━━━ Supplied entries ━━━

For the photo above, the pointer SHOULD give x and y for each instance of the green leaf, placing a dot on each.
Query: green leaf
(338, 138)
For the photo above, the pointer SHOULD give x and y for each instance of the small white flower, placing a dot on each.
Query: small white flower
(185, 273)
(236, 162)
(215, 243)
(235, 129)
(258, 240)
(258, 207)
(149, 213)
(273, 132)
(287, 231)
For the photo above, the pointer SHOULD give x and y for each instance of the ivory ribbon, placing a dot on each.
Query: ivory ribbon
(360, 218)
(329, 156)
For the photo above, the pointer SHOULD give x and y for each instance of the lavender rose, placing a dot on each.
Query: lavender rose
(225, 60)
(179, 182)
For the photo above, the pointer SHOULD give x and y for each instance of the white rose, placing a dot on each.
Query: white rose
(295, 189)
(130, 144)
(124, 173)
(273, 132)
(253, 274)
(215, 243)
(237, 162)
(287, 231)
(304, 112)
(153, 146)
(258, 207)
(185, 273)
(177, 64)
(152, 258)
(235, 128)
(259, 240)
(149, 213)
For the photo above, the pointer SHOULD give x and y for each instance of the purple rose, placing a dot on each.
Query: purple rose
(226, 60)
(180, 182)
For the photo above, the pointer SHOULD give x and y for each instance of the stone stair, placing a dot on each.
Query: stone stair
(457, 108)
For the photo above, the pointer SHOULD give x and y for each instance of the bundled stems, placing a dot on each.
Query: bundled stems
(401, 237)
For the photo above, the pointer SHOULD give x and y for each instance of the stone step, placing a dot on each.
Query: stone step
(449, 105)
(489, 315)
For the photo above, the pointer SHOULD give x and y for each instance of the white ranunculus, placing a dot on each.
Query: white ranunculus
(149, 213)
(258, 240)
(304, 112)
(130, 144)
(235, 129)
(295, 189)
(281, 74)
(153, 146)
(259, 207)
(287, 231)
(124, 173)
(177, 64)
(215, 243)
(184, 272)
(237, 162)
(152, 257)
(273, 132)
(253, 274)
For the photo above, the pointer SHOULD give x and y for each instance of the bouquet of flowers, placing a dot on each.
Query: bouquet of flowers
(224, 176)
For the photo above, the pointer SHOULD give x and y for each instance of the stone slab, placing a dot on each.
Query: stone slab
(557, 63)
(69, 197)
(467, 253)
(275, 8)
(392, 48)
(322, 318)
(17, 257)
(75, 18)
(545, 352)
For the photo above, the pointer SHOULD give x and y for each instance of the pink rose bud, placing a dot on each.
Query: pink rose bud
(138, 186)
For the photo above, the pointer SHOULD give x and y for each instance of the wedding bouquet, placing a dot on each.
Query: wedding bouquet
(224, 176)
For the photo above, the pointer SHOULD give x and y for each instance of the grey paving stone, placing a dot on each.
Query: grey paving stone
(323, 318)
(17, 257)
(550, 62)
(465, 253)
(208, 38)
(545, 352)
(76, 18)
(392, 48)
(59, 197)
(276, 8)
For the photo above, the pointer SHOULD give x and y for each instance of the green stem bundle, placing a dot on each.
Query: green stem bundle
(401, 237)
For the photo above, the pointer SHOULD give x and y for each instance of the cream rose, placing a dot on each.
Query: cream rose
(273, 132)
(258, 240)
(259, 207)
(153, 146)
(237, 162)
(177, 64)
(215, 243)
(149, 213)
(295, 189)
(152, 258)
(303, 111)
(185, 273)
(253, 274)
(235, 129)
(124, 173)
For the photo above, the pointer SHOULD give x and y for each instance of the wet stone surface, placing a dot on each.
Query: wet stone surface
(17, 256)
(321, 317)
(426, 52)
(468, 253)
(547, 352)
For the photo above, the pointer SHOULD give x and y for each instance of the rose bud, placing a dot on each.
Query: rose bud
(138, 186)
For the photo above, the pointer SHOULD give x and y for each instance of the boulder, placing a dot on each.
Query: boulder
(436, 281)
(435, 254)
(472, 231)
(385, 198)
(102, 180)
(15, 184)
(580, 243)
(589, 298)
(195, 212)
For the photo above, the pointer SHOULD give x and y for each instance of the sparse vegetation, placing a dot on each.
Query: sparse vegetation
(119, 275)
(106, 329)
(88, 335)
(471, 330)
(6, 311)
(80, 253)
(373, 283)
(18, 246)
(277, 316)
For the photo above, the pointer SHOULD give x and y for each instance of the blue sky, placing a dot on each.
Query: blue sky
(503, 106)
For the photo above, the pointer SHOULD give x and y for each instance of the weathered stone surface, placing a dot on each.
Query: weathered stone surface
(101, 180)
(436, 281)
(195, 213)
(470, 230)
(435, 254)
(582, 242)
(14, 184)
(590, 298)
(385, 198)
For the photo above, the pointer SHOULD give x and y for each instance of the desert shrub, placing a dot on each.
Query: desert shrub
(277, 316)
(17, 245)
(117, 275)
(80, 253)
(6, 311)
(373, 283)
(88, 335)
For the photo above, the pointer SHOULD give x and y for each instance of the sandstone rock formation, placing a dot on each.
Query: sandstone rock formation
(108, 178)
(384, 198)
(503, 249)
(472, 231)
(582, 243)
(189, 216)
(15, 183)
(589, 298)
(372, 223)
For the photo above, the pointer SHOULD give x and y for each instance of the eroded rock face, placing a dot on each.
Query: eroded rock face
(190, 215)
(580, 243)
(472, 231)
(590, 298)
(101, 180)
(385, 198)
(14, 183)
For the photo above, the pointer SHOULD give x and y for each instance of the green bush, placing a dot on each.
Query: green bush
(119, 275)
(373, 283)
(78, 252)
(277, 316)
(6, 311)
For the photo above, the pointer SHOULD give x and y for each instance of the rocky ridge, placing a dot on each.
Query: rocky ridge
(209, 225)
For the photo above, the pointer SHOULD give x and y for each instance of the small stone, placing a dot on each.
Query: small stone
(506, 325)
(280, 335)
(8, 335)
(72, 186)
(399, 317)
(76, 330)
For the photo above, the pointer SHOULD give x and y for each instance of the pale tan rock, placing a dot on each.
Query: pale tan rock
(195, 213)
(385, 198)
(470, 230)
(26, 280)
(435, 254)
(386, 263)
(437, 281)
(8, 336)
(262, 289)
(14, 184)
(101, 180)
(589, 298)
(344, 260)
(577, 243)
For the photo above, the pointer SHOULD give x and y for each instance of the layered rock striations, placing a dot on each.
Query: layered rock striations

━━━

◆ **Work to complete**
Extract every row above and reproduce each one verbatim, keeping the original order.

◆ **Response to the task**
For the photo above, the pointer SHOULD give x and y for each instance of the green leaf, placing a dot on each.
Query: green leaf
(338, 138)
For the photo above, the pointer SHOULD give x and y for each instance of the small white flower, placing a dot on each.
Query: small white flower
(185, 273)
(236, 162)
(215, 243)
(235, 129)
(258, 240)
(258, 207)
(149, 213)
(273, 132)
(287, 231)
For the photo above, the pointer SHOULD give x and y for each instance of the ivory ribbon, placing a dot on each.
Query: ivory ribbon
(360, 218)
(329, 156)
For the photo above, the pointer SHOULD give x and y for each instance of the lavender rose, placing a dot on each.
Query: lavender rose
(225, 60)
(179, 182)
For the photo above, the pointer SHOULD give x and y for each instance of the white rose, placing a dot on each.
Query: white rose
(295, 189)
(130, 144)
(124, 173)
(273, 132)
(253, 274)
(215, 243)
(237, 162)
(287, 231)
(304, 112)
(153, 146)
(258, 207)
(185, 273)
(177, 64)
(152, 258)
(235, 128)
(259, 240)
(149, 213)
For the photo above, the pointer SHOULD give x and y for each instance of the purple rose, placing a dot on each.
Query: purple rose
(226, 60)
(180, 182)
For the photo above, the pointer SHOULD give x and y for each instance of the stone stair, placing a dot on each.
Query: stone stair
(457, 108)
For the photo above, the pointer SHOULD give x and y for each instance of the bundled stems, placing a dot on each.
Query: bundled stems
(401, 237)
For the photo above, the pointer SHOULD give x and y for each instance of the stone step, placing a dot on each.
Query: stone step
(449, 105)
(489, 315)
For the photo above, the pointer SHOULD give x and y for each instance of the white ranunculus, placing a dot on each.
Query: white ranunculus
(149, 213)
(258, 240)
(304, 112)
(130, 144)
(235, 129)
(295, 189)
(281, 74)
(153, 146)
(259, 207)
(287, 231)
(124, 173)
(177, 64)
(215, 243)
(184, 272)
(237, 162)
(152, 257)
(273, 132)
(253, 274)
For the photo above, the pointer SHOULD give x and y for each instance of the bouquet of flowers, placing a dot on each.
Query: bouquet of flowers
(224, 176)
For the photo above, the pointer SHOULD give x and y for each instance of the stone slab, placing a dot on each.
Query: stone slab
(557, 63)
(69, 197)
(467, 253)
(275, 8)
(392, 48)
(322, 318)
(17, 257)
(75, 18)
(545, 352)
For the photo above, the pointer SHOULD give x and y for each instance of the pink rose bud, placing a dot on each.
Query: pink rose bud
(138, 186)
For the photo above, the pointer SHOULD give x and y for each instance of the wedding bouquet, placing a dot on each.
Query: wedding bouquet
(224, 176)
For the photo above, the pointer SHOULD give x and y for each instance of the grey paving stone, placing a dot on each.
Query: grey paving stone
(323, 318)
(17, 257)
(550, 62)
(465, 253)
(208, 38)
(545, 352)
(76, 18)
(392, 48)
(59, 197)
(276, 8)
For the photo above, the pointer SHOULD give x and y for each instance of the green stem bundle, placing a dot on each.
Query: green stem bundle
(401, 237)
For the photo above, the pointer SHOULD give x and y for each instance of the cream rose, placing a dot on each.
Query: cream rose
(273, 132)
(258, 240)
(259, 207)
(153, 146)
(237, 162)
(177, 64)
(215, 243)
(149, 213)
(295, 189)
(152, 258)
(303, 111)
(185, 273)
(253, 274)
(235, 129)
(124, 173)
For the photo above, the pointer SHOULD give x and y for each instance of the wet stone surface, placing a dot on each.
Query: wet stone surface
(17, 256)
(321, 317)
(426, 52)
(468, 253)
(547, 352)
For the photo above, the pointer SHOULD give x and y for each instance of the rose bud, placing a dot on each.
Query: rose bud
(138, 186)
For the photo above, the pointer SHOULD give x and y for each instance of the boulder, placing a dot on each.
Query: boulder
(436, 281)
(435, 254)
(472, 231)
(385, 198)
(102, 180)
(15, 184)
(580, 243)
(589, 298)
(195, 212)
For the photo above, the pointer SHOULD give x and y for each instance of the sparse vegetation, placing a dot on each.
Query: sparse vegetation
(119, 275)
(106, 329)
(88, 335)
(471, 330)
(6, 311)
(80, 253)
(373, 283)
(18, 246)
(277, 316)
For the photo above, the pointer SHOULD give x and y for each instance of the blue sky, placing a dot on each.
Query: blue sky
(503, 106)
For the photo above, the pointer SHOULD give x and y for each instance of the weathered stone surface, placing a dot on each.
Query: weathered stone surface
(101, 180)
(436, 281)
(195, 213)
(470, 230)
(435, 254)
(582, 242)
(14, 184)
(590, 298)
(385, 198)
For the photo above, the pointer SHOULD give x and y for each instance of the desert shrub, placing a dot on each.
Query: desert shrub
(277, 316)
(17, 245)
(117, 275)
(80, 253)
(6, 311)
(373, 283)
(88, 335)
For the photo above, the pointer SHOULD give x and y for each instance of the sandstone rock formation, placing a dot on each.
Query: sandstone rock formation
(108, 178)
(384, 198)
(503, 249)
(472, 231)
(582, 243)
(189, 216)
(15, 183)
(589, 298)
(372, 223)
For the photo above, the pointer SHOULD give x and y for each instance of the eroded rock face, placing a dot on each.
Query: eroded rock face
(190, 215)
(580, 243)
(472, 231)
(590, 298)
(101, 180)
(385, 198)
(14, 183)
For the photo above, the pointer SHOULD give x and y for each instance of the green bush, placing a dot on each.
Query: green bush
(119, 275)
(373, 283)
(78, 252)
(277, 316)
(6, 311)
For the photo above, the pointer SHOULD give x and y for each instance of the rocky ridge, placing a dot on each.
Query: rocky ridge
(209, 225)
For the photo above, the pointer SHOULD give x and y for each instance of the small stone, placing a dot on each.
Query: small stone
(506, 325)
(280, 335)
(8, 335)
(72, 186)
(399, 317)
(76, 330)
For the photo above, the pointer SHOULD give x and y for each instance of the pale tan rock, placing a dot on each.
Query: pale tan rock
(195, 213)
(385, 198)
(470, 230)
(26, 280)
(435, 254)
(386, 263)
(437, 281)
(8, 336)
(262, 289)
(14, 184)
(101, 180)
(589, 298)
(344, 260)
(577, 243)
For the photo above, the pointer SHOULD give x and y for each instance of the layered rock striations, placing a dot on each.
Query: layered rock striations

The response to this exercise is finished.